■ What to work on
1. Answer these questions from the passage on web hosting and virtual machines.
(a) Where does the writer think the website's server is located?
(b) What does a virtual machine provide that a hosting service does not?
(c) Which operating system does Apple not allow to run on a virtual machine?
2. In one to three sentences, explain why the passage on web hosting and virtual machines says networking is needed.
3. Resume the passage on web hosting and virtual machines after its final line, continuing the section on networking.

■ Extract
-.-.-
My website also only runs on one server in one place. Where is that server? I have no idea. I think it’s somewhere in the United States, but other than that I don’t know, and I don’t really care. The hosting provider gives me a single server, I type in a URL, and my site comes up (most of the time).

Hosting providers keep it simple. Some of them host other stacks and some allow a little more configuration, but it’s always a set package.

The fundamental difference between a hosting service and a cloud is the virtual machine. A hosting service just gives me part of an existing operating system. A virtual machine gives me an entire operating system all to myself.

Why Virtual Machines Matter So Much

A virtual machine acts just like a real machine. It can run Linux or Windows and it can do anything a normal computer can do. Apple doesn’t allow you to run OS X on a virtual machine (although a few people have made it work, building a “Hackintosh”).

When you have a virtual machine you have total control. You can run anything you want there — databases, email servers, encryption, even searches for extraterrestrials. The virtual machine allows you to do anything you want.

Having an entire operating system all to yourself is really powerful, but before you can do anything useful you need to access the VM.

Let’s Talk A Little About Networking

Virtual machines are useless if you can’t get to them. You need networking, although networking can get a little complex.


Image of cloud network cables
Networking isn’t this difficult. (Large preview)
-.-.-
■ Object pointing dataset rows
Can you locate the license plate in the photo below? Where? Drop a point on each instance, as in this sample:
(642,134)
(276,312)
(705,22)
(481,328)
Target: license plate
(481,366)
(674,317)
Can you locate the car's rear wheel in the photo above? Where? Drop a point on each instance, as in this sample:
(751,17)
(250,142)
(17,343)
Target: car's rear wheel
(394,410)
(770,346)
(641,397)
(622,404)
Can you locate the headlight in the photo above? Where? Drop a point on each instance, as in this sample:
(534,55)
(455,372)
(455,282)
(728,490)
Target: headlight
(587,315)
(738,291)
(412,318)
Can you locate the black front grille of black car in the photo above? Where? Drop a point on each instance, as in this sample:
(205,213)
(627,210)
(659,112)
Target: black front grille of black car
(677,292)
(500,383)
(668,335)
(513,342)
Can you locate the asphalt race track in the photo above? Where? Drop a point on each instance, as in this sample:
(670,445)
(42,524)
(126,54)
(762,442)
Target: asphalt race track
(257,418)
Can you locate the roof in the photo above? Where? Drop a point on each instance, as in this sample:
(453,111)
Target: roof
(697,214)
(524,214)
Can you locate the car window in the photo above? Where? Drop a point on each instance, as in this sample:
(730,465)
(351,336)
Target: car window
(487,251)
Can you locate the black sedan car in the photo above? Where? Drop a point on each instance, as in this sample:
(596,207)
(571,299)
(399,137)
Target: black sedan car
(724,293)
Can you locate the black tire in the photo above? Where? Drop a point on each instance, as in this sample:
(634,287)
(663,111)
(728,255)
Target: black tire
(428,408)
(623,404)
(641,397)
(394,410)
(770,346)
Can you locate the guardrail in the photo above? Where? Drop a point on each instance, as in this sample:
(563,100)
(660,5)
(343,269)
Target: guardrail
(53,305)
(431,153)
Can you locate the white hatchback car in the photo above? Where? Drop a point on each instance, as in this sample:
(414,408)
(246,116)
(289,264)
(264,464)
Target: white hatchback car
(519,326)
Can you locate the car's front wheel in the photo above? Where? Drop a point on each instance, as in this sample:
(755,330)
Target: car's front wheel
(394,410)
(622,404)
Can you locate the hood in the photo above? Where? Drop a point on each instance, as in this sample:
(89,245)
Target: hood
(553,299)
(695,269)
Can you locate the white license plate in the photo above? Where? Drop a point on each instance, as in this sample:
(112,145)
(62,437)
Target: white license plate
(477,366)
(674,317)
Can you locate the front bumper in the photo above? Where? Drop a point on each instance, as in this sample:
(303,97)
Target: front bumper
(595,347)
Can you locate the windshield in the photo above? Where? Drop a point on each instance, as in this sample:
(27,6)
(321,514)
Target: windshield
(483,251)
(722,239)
-.-.-
■ Final answers
1.
(a) Somewhere in the United States.
(b) An entire operating system all to oneself, whereas a hosting service provides only part of an existing operating system.
(c) OS X.

2. Networking is needed because a virtual machine is useless if you cannot get to it. Before you can do anything useful with the operating system it provides, you need to access the VM.

3.
But these basics will give you what you need to get started. Let’s start with an example you’ll be familiar with. It’s probably running in your house right now.


Diagram of home network
My home network (Large preview)

I have Comcast at home. Comcast gives me a cable modem with an IP address like 10.0.0.89. While it only gives me one IP, I have two laptops, an iPad, and a phone; my wife and daughter have even more devices. To make that work, I have a wireless router that connects to my cable modem. My wireless router gives every device I have an IP address like 192.168.0.100, 192.168.0.101, and so on, but those addresses are private to my network.

The technical term for those private addresses is non-routable. There are a few addresses that are set up for private use; most start with 10. or 192.168, as a sign to Internet routers that these addresses aren’t allowed out in the wild. I’m using these special addresses because they’re reusable.

Every IP address must be unique in a given network; otherwise, the router wouldn’t know which computer I wanted to connect to. There are 4,294,967,296 possible IP addresses. Although network designers thought that was a lot when all of this started in the 1970s, we’re now running out. There are some other protocols, like IPv6, that may solve this problem in the future, but today we solve this problem with Network Address Translation (NAT). Let me show you how it works.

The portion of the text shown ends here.